----- Metin Alıntısı

Hukuk Genel Kurulunca incelenerek direnme kararının süresinde temyiz edildiği anlaşıldıktan ve dosyadaki kağıtlar okunduktan sonra gereği görüşüldü:

KARAR : Dava, evlilik birliğinin temelinden sarsılması nedenine dayalı boşanma, velayet, nafaka, maddi ve manevi tazminat istemlerine ilişkindir.

Davacı kadın vekili, müvekkili ile davalının evli olduklarını, iki tane çocukları olduğunu, davalının müvekkiline şiddet uyguladığını ve başka kadınlarla ilişkide bulunduğunu ileri sürerek, müşterek çocukların her biri için aylık 3.000.00 YTL’den 6.000.00 YTL iştirak, kendisi için aylık 3.000.00 YTL yoksulluk nafakasının, 150.000.00 YTL maddi ile 150.000.00 YTL manevi tazminatın dava tarihinden itibaren işleyecek yasal faizi birlikte davalıdan tahsiline karar verilmesini talep ve dava etmiştir.

----------

◆ Alıştırmanın İstedikleri:
**a.** Karar metnine göre dava hangi nedene dayalı boşanma istemine ilişkindir?
**b.** Karar metninde "Davacı kadın vekili, müvekkili ile" sözleriyle başlayan paragrafı, ana bilgilerini koruyarak madde madde yeniden yazınız.
**c.** Karar metninde "Hukuk Genel Kurulunca" ifadesinden "tazminat istemlerine ilişkindir." ifadesine kadar uzanan bölümü, "temyiz" yerine "itiraz" yazarak güncelleyiniz.
Kayıtların kullanılmasına gerek bulunmamaktadır.

----- Gösterilen Kayıtlar

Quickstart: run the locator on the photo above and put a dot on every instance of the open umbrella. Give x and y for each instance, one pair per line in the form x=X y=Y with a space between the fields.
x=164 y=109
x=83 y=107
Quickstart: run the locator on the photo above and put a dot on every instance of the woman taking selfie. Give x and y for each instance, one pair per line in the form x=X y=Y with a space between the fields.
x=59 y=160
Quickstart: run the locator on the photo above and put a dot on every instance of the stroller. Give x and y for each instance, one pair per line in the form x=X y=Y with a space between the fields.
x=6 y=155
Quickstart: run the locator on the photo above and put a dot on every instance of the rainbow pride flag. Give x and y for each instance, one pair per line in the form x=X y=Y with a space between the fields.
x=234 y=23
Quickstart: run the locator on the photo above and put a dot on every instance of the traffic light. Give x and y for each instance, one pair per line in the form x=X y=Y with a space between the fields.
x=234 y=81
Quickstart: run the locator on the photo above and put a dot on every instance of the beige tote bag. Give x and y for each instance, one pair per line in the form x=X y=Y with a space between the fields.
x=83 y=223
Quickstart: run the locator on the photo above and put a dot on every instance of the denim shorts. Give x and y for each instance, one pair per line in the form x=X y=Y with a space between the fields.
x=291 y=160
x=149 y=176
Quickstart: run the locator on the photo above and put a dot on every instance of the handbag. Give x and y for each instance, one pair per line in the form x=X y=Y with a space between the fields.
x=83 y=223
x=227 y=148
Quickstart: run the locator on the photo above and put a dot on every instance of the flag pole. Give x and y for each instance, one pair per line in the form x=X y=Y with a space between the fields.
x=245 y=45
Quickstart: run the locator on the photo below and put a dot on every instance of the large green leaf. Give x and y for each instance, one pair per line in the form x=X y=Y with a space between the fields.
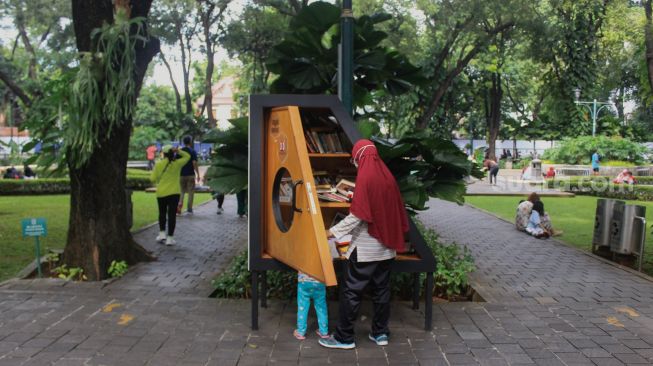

----------

◆ Görevlerin Yanıtları:
**a.** Dava, evlilik birliğinin temelinden sarsılması nedenine dayalı boşanma istemine ilişkindir.

**b.**
- Davacı kadın vekili, müvekkili ile davalının evli olduğunu ve iki çocuklarının bulunduğunu belirtmiştir.
- Davalının müvekkiline şiddet uyguladığını ve başka kadınlarla ilişkide bulunduğunu ileri sürmüştür.
- Müşterek çocukların her biri için aylık 3.000.00 YTL’den 6.000.00 YTL iştirak nafakası talep etmiştir.
- Kendisi için aylık 3.000.00 YTL yoksulluk nafakası istemiştir.
- 150.000.00 YTL maddi ve 150.000.00 YTL manevi tazminatın, dava tarihinden itibaren işleyecek yasal faiziyle birlikte davalıdan tahsilini talep etmiştir.

**c.**
Hukuk Genel Kurulunca incelenerek direnme kararının süresinde itiraz edildiği anlaşıldıktan ve dosyadaki kağıtlar okunduktan sonra gereği görüşüldü:

KARAR : Dava, evlilik birliğinin temelinden sarsılması nedenine dayalı boşanma, velayet, nafaka, maddi ve manevi tazminat istemlerine ilişkindir.